* Supplied records *
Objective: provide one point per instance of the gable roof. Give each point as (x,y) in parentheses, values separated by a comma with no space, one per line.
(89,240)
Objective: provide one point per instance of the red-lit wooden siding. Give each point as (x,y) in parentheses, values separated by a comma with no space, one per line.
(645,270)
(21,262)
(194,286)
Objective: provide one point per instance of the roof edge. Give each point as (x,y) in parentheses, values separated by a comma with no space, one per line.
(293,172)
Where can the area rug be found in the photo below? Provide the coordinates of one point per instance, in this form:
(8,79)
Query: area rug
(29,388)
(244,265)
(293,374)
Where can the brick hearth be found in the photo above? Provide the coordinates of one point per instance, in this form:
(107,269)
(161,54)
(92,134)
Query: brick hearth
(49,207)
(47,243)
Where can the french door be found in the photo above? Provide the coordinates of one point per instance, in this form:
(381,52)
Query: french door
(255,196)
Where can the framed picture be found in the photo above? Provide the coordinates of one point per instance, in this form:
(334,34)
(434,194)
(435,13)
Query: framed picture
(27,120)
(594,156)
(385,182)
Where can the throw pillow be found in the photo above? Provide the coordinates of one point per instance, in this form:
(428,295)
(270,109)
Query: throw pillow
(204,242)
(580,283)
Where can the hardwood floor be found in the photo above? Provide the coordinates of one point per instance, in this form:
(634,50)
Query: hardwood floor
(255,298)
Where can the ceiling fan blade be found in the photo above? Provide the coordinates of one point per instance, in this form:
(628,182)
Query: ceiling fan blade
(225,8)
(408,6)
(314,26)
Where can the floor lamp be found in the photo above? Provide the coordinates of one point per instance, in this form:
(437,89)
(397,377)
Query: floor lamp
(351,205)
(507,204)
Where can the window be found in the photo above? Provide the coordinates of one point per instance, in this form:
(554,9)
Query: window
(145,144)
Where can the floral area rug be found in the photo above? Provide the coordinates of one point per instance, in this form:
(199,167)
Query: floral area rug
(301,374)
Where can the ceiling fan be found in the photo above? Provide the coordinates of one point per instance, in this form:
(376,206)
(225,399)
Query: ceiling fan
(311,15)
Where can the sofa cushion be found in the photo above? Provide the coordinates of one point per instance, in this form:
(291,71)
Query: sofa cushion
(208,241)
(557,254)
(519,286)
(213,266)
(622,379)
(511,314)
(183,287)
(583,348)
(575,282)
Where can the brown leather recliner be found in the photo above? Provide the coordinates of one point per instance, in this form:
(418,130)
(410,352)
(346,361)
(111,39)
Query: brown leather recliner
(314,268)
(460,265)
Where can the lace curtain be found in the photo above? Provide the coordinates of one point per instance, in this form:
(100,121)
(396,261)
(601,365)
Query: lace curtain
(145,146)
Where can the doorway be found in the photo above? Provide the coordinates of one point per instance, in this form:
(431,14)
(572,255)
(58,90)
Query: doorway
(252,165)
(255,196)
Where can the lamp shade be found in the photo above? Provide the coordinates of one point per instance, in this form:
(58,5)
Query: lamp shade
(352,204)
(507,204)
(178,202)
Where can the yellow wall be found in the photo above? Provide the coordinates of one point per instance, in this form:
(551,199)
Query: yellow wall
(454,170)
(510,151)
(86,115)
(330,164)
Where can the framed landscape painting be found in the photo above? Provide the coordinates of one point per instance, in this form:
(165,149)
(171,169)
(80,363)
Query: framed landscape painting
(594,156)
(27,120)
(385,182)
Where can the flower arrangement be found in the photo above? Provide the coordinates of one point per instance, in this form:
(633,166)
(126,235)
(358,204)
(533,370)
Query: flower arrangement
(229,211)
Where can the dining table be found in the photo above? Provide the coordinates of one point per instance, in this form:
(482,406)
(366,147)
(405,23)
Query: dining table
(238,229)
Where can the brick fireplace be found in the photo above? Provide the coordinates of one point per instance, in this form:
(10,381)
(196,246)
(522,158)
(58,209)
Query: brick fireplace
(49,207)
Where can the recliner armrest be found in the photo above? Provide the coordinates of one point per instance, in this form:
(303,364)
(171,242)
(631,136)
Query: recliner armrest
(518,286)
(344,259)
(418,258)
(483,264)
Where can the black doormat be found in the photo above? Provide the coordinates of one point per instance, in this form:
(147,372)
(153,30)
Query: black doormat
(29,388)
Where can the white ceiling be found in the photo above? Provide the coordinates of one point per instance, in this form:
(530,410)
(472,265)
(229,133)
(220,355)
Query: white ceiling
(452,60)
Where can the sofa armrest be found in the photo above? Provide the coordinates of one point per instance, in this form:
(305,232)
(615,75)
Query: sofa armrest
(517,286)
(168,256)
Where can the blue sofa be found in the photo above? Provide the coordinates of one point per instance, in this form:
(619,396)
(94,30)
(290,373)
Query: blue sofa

* Problem details *
Your answer should consist of every line from the entries that holds "blue".

* Finished exercise *
Where can the blue sofa be found in the photo above? Provide the coordinates of one point per instance, in this form:
Query: blue sofa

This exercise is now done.